Required work: Below are entries. Reproduce exactly the lines between the line holding "Query: glass window" and the line holding "thatched roof cone.", inclusive, and only those.
··········
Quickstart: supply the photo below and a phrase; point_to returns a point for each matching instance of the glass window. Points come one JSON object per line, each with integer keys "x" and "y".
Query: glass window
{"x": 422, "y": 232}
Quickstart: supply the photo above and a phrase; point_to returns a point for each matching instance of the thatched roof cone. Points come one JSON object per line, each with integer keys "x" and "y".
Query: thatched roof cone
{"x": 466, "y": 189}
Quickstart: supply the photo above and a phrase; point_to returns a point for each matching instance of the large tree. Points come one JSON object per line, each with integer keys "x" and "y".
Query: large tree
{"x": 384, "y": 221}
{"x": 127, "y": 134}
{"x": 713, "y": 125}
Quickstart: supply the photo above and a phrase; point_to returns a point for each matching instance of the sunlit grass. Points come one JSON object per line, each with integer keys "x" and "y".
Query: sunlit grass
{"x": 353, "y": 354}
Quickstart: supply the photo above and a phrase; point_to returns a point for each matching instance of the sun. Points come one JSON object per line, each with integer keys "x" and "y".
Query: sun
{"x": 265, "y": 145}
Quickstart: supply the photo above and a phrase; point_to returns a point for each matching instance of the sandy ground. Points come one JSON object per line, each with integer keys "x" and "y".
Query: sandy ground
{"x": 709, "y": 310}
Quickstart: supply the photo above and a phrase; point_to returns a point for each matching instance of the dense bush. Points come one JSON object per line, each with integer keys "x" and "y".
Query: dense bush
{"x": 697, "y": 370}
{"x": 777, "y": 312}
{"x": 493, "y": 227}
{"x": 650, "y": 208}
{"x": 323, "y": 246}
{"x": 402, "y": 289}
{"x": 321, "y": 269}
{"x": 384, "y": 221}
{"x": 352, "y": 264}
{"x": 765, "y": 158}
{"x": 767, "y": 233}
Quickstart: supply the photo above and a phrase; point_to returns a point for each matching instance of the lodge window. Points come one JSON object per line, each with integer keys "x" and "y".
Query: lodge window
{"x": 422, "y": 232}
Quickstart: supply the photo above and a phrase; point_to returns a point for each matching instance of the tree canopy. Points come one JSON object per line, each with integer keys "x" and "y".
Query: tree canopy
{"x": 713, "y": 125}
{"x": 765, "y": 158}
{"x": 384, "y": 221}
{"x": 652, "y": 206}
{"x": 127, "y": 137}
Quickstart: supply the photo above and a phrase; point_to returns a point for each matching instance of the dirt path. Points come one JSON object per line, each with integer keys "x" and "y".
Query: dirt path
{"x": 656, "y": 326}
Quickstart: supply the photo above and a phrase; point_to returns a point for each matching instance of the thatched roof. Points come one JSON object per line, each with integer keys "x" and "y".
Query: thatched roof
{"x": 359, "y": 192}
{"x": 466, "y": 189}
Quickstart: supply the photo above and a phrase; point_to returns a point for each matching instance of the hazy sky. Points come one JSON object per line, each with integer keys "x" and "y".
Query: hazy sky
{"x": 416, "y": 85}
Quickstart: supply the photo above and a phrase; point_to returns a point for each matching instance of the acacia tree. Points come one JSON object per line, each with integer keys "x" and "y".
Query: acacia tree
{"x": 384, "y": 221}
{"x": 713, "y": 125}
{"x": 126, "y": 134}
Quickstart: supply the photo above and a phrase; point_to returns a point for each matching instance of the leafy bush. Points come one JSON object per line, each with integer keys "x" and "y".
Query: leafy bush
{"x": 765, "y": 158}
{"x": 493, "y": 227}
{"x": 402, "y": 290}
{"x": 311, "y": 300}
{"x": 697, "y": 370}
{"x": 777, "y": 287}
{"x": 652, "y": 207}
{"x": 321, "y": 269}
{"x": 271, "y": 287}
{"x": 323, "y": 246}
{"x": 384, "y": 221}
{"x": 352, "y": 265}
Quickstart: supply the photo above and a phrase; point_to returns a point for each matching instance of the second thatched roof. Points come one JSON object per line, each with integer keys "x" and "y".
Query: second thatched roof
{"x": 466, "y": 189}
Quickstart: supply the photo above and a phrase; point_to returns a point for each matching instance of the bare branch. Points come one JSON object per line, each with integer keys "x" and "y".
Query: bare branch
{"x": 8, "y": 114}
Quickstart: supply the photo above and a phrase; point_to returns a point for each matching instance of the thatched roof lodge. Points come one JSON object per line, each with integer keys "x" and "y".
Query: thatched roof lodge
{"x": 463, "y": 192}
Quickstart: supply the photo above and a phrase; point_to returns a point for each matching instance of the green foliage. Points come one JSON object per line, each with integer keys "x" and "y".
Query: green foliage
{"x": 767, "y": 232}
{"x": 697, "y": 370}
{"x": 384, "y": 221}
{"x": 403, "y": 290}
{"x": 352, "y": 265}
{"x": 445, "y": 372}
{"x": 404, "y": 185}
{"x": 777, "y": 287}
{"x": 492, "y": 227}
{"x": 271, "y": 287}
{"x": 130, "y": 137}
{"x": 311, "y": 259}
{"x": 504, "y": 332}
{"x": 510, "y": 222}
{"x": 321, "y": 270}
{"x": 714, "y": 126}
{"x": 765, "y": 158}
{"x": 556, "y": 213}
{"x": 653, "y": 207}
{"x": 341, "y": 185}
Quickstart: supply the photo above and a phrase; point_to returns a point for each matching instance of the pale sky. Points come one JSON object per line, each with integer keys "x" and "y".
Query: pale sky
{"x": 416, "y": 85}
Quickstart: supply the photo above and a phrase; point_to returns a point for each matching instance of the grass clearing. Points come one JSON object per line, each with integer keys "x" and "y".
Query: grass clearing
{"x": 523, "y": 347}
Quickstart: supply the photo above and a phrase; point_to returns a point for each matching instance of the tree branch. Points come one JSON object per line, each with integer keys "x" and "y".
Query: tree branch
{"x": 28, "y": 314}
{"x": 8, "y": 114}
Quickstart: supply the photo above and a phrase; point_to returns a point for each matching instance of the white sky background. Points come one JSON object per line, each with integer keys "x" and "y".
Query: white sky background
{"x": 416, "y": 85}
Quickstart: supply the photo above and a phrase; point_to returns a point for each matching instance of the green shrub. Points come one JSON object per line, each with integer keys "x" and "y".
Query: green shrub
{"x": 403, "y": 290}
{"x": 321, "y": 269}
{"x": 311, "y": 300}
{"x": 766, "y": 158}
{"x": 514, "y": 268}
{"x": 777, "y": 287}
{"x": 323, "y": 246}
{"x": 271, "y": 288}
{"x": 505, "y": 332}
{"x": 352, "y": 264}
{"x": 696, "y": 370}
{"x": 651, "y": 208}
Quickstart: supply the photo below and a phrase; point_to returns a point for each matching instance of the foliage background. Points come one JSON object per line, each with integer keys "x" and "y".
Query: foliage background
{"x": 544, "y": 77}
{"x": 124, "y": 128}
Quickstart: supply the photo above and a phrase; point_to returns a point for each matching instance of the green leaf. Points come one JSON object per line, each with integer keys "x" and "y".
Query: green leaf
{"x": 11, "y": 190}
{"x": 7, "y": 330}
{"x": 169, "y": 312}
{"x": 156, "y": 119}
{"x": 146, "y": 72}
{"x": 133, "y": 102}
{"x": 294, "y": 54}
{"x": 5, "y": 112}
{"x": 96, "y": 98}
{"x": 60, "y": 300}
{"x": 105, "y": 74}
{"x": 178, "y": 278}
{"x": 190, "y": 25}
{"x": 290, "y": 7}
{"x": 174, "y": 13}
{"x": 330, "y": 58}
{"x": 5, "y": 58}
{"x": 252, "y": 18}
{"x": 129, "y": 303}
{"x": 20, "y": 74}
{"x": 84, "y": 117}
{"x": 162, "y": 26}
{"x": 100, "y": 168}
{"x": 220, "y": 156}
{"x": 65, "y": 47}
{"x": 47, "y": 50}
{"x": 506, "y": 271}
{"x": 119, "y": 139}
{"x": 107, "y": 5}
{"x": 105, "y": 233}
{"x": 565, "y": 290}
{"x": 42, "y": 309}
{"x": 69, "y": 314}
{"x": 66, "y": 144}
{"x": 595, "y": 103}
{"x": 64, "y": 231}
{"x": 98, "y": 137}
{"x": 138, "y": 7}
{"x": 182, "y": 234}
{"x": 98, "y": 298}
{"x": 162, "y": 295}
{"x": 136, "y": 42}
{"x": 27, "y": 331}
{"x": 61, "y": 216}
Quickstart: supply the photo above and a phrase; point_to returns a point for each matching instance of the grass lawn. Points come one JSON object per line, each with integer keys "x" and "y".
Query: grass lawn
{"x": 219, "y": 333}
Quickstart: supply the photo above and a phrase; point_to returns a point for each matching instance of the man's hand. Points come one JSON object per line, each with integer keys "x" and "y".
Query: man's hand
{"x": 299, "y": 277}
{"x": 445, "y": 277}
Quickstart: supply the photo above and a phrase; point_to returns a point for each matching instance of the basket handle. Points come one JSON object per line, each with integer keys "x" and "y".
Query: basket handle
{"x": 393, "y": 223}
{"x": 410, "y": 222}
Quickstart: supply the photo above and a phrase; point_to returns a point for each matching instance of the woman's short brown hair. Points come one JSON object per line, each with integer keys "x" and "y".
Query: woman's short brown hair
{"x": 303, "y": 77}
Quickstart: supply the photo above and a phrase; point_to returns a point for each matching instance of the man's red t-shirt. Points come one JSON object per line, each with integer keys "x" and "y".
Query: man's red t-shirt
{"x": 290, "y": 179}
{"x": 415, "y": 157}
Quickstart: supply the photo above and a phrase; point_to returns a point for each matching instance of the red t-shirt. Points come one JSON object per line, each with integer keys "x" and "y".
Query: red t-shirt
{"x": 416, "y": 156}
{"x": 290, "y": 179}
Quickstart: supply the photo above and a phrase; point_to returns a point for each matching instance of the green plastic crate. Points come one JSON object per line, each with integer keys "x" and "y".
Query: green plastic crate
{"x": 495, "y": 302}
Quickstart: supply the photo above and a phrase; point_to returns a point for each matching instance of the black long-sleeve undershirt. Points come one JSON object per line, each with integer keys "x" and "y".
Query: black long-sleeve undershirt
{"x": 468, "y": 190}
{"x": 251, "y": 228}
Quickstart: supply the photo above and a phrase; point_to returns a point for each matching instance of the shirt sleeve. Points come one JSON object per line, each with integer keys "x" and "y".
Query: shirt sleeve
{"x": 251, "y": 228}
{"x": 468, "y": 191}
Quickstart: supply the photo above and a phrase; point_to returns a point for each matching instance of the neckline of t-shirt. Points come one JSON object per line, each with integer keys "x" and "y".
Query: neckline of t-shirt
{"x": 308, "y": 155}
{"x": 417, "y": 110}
··········
Answer to the exercise:
Query: glass window
{"x": 422, "y": 232}
Quickstart: supply the photo above and a phrase; point_to returns a point for each matching instance of the thatched roof cone. Points come one JSON object per line, each with integer keys "x" and "y".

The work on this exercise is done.